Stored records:
BEGIN

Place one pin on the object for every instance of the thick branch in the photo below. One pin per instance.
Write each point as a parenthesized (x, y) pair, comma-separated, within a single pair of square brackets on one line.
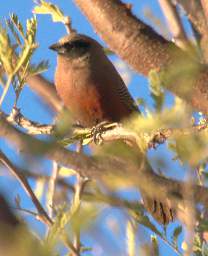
[(142, 48)]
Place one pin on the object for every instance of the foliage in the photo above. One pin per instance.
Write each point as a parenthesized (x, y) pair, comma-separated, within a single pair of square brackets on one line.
[(80, 204)]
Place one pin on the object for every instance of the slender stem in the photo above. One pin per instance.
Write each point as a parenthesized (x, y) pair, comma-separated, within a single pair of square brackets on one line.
[(52, 188), (6, 88)]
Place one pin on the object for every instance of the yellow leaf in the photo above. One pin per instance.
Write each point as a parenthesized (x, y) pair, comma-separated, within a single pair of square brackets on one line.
[(49, 8), (66, 172)]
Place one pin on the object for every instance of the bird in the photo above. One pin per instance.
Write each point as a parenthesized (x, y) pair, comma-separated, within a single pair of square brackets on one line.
[(94, 92)]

END

* Goal
Reproduce every one of the records above word for word, leaving out the pictures.

* Solution
Place one pin on the object for every instance of the thick branch in the photo below. One pin per instance.
Write each point as a parenthesized (x, y) pair, comma-separated, within a single pair of square brackets on one line.
[(142, 48)]
Place one pin on the object for every instance of the foliage in the photo above. One pin per instance.
Write each point as a parenthesized (x, y) pair, comma-separated, within a single pair of square brackets on one line.
[(80, 204)]
Place one pin on the object for every instance of the slender stem in the photo above. One pin per instance.
Write each point as a parenthesized (x, y) pair, comma-separated, within a single pair of square brackets on one line.
[(52, 188), (6, 88)]
Place one pin on the object for every instance of the yellow leaf in the photo above. One pin per instance.
Write each point as a parenthesized (x, y) pair, comma-separated, within a single pair of square brackets on one line.
[(49, 8), (66, 172)]
Place one pin on the object for every instance of the bird in the photo above. One pin per instance.
Write each point as a parenthesized (x, y) pair, comma-separated, within a single pair of square brackets on one line.
[(94, 92)]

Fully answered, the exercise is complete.